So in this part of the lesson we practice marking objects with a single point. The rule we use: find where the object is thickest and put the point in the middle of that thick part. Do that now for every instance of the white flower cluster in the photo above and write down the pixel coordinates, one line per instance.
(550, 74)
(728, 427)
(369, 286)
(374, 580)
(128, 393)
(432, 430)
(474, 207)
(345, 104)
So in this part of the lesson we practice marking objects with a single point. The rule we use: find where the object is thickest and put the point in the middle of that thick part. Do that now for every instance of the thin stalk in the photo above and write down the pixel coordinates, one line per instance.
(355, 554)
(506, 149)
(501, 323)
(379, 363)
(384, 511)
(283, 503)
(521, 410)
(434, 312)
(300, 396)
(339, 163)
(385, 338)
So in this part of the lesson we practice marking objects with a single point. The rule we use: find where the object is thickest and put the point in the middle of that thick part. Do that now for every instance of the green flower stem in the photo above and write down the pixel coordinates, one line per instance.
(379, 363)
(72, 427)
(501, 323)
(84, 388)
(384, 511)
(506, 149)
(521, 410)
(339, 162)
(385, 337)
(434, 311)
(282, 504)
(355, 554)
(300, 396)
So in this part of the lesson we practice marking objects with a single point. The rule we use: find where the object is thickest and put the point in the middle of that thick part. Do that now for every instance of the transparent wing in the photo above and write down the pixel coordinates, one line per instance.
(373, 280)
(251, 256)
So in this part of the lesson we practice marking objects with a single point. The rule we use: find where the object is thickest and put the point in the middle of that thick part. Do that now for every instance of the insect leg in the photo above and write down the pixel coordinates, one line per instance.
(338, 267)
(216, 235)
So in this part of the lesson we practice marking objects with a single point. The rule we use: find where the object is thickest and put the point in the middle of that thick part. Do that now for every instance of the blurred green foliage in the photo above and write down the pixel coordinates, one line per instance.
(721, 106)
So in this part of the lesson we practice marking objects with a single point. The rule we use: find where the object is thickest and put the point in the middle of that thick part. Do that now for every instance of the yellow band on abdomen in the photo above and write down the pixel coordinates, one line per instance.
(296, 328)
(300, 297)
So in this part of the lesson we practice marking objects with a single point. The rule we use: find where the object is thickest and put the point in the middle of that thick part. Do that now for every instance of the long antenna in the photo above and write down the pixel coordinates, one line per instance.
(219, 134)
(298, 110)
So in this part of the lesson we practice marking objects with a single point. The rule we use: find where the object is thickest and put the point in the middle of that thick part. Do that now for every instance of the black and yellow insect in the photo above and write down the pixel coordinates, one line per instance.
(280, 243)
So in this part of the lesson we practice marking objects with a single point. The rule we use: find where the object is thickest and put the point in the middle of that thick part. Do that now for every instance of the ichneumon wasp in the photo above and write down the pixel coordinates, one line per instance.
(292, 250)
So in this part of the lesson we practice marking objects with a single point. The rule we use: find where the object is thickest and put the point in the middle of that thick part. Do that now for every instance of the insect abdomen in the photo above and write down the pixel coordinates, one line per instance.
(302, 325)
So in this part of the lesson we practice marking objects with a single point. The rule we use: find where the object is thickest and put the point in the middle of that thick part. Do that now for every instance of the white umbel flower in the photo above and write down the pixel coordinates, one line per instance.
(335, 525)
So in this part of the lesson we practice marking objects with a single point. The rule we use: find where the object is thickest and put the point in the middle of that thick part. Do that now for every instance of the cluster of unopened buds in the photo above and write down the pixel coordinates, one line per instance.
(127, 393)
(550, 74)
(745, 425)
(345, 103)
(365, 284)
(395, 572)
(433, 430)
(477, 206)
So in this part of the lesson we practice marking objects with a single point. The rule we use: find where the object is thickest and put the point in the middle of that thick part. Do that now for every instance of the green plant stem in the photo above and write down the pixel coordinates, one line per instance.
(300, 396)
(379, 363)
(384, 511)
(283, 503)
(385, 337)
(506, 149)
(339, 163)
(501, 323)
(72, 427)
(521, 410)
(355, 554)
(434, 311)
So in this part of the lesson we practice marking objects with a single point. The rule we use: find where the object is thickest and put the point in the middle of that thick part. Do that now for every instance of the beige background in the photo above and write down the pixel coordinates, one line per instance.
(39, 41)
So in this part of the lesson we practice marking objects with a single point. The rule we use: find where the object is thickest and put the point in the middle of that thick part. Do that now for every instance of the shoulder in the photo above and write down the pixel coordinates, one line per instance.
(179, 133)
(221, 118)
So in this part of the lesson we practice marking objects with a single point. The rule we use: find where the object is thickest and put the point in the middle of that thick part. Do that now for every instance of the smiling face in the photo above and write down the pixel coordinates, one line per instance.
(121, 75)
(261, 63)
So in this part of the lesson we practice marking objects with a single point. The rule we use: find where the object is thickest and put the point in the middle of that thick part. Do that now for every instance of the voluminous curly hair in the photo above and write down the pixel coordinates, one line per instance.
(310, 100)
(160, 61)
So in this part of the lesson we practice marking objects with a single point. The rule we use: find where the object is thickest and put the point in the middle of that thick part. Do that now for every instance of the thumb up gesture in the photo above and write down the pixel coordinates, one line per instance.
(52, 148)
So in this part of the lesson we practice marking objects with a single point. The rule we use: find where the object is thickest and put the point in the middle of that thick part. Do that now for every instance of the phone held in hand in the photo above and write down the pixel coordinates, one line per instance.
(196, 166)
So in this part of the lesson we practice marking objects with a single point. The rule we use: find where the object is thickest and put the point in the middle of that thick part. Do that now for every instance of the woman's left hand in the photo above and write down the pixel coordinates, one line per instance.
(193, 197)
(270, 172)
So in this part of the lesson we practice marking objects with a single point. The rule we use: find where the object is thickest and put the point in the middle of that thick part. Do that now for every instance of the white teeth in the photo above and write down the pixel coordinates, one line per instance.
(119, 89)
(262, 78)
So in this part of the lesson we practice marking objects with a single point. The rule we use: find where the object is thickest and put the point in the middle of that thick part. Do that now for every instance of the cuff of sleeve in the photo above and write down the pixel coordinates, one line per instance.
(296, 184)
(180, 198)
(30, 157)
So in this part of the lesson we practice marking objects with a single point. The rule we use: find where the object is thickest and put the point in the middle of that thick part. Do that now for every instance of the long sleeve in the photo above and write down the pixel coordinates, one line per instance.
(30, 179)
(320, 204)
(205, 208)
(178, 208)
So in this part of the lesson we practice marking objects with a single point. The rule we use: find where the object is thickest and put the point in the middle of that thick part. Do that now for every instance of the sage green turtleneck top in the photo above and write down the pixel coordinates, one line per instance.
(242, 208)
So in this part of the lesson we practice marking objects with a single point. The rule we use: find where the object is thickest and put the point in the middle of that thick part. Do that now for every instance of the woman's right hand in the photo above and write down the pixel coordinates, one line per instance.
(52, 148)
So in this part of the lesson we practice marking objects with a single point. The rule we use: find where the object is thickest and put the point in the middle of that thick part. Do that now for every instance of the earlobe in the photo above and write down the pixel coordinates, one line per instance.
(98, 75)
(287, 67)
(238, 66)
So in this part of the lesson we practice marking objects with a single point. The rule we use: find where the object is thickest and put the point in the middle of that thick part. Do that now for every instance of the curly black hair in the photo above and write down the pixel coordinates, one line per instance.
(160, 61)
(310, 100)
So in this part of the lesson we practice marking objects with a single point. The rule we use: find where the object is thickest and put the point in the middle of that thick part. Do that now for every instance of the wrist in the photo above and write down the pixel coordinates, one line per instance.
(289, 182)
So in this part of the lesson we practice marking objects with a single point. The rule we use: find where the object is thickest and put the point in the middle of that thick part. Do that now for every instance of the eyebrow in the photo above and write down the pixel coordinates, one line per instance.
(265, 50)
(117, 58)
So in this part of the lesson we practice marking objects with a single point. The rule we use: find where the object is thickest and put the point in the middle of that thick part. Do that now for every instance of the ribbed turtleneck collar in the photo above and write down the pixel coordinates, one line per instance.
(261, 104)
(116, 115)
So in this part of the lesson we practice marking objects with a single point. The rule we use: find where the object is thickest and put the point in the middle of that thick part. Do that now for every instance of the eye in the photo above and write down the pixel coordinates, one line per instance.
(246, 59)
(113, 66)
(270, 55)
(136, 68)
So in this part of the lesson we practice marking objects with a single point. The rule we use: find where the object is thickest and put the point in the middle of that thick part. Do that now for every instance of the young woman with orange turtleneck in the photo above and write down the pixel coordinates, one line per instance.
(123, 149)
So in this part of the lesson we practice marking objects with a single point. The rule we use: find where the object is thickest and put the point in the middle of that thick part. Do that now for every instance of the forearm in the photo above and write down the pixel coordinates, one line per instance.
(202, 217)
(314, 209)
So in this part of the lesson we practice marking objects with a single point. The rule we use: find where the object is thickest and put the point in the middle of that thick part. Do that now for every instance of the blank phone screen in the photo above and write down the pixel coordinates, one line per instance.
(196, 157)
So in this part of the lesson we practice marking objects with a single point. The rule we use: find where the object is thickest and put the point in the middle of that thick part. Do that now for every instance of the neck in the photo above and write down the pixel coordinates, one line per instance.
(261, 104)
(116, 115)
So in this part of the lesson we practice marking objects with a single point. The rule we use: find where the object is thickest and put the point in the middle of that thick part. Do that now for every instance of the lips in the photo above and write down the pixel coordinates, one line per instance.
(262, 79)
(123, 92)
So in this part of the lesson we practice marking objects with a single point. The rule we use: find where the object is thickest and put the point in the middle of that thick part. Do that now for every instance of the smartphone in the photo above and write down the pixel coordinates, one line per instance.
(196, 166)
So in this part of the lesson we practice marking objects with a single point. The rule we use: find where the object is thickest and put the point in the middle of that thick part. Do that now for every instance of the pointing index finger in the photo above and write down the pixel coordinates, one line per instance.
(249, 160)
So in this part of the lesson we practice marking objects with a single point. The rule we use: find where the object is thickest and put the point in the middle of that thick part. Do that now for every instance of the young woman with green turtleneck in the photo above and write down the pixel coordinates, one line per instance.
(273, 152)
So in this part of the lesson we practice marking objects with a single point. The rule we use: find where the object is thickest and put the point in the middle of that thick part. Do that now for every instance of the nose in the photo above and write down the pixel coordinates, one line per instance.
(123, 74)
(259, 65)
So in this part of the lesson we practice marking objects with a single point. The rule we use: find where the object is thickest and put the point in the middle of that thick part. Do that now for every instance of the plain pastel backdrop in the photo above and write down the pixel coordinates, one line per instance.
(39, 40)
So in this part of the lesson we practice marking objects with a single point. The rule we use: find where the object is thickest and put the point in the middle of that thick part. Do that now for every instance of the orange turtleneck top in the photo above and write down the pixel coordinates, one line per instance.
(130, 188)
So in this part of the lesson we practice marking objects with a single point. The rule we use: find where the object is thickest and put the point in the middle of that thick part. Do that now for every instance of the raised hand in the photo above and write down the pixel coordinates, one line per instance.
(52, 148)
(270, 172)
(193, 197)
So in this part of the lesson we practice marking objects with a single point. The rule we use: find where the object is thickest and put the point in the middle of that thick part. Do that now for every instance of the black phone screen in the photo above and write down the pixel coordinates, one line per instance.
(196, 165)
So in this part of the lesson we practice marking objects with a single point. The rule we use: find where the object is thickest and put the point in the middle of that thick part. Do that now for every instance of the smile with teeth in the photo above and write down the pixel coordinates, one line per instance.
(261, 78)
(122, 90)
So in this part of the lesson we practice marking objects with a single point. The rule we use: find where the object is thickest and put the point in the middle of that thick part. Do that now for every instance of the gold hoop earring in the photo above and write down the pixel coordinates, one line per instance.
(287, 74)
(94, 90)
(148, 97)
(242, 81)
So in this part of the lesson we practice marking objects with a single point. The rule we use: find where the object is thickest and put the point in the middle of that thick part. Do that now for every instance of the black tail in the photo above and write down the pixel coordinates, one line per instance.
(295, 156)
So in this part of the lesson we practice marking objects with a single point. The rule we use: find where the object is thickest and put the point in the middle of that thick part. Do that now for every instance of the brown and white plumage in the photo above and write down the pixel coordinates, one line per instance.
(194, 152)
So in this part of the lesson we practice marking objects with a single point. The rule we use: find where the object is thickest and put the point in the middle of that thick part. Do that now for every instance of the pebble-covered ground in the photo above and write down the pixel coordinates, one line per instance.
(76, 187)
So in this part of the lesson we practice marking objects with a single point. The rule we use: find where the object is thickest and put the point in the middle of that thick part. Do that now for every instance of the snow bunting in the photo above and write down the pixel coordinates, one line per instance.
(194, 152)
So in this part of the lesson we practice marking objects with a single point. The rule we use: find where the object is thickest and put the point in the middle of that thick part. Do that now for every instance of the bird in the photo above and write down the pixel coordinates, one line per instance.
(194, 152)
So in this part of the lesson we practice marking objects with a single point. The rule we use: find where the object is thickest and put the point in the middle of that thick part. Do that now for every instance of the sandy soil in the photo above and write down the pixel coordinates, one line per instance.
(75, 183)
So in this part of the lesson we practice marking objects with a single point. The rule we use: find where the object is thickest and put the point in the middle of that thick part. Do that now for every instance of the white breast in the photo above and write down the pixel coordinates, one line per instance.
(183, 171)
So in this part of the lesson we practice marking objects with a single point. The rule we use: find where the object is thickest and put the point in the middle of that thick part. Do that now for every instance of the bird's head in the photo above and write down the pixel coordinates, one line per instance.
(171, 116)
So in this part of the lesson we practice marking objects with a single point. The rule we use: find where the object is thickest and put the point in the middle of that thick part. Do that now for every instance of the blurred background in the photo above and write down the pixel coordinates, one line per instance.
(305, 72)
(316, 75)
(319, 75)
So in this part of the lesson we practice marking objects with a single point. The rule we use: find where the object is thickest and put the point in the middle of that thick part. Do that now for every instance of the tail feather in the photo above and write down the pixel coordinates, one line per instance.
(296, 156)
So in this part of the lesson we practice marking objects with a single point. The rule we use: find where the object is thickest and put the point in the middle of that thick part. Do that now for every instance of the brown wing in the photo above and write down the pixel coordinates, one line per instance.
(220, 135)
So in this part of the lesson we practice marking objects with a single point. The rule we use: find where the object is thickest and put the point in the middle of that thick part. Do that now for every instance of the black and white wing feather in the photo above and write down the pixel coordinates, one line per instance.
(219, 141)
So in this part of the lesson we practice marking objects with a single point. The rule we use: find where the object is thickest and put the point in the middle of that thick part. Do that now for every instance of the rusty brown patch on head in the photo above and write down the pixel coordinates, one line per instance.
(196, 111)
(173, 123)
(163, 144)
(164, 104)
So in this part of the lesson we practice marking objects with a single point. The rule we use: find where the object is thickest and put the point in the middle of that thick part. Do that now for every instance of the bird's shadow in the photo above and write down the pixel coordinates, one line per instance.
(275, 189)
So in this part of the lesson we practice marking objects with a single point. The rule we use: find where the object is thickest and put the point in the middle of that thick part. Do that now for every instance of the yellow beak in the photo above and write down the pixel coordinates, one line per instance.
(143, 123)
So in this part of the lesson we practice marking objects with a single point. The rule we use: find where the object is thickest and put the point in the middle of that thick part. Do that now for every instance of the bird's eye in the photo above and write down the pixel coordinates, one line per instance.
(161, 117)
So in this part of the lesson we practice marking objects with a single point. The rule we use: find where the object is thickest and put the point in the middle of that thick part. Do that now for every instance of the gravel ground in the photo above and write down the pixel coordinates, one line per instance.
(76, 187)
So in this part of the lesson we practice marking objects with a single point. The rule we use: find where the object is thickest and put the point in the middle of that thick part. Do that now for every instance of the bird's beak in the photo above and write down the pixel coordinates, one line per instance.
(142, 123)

━━━━━━━━━━━━━━━━━━━━

What is asked:
Could you quote, exactly as they appear, the line containing "the yellow beak" and every line after it to the end of the records above?

Solution below:
So in this part of the lesson we practice marking objects with a single point. The rule we use: find where the object is thickest and put the point in the middle of that thick part. Do that now for every instance of the yellow beak in the photo above and write down the pixel coordinates, one line per instance.
(143, 123)
So in this part of the lesson we practice marking objects with a single point. The rule we use: find where the object is thickest and put the point in the middle of that thick part. Do that now for every instance of the bird's eye in the photo above and write down the pixel coordinates, one line per instance.
(161, 117)
So in this part of the lesson we practice marking objects with a single point. The rule we use: find where the object is thickest and put the point in the middle of that thick part. Do that now for every instance of the gravel ground in the photo above and write down the pixel coordinates, one line per instance.
(76, 187)
So in this part of the lesson we practice marking objects with a single point. The rule we use: find where the object is thickest and put the point in the middle of that thick part. Do that now for every instance of the bird's beak in the photo above and write down the pixel coordinates, one line per instance.
(142, 123)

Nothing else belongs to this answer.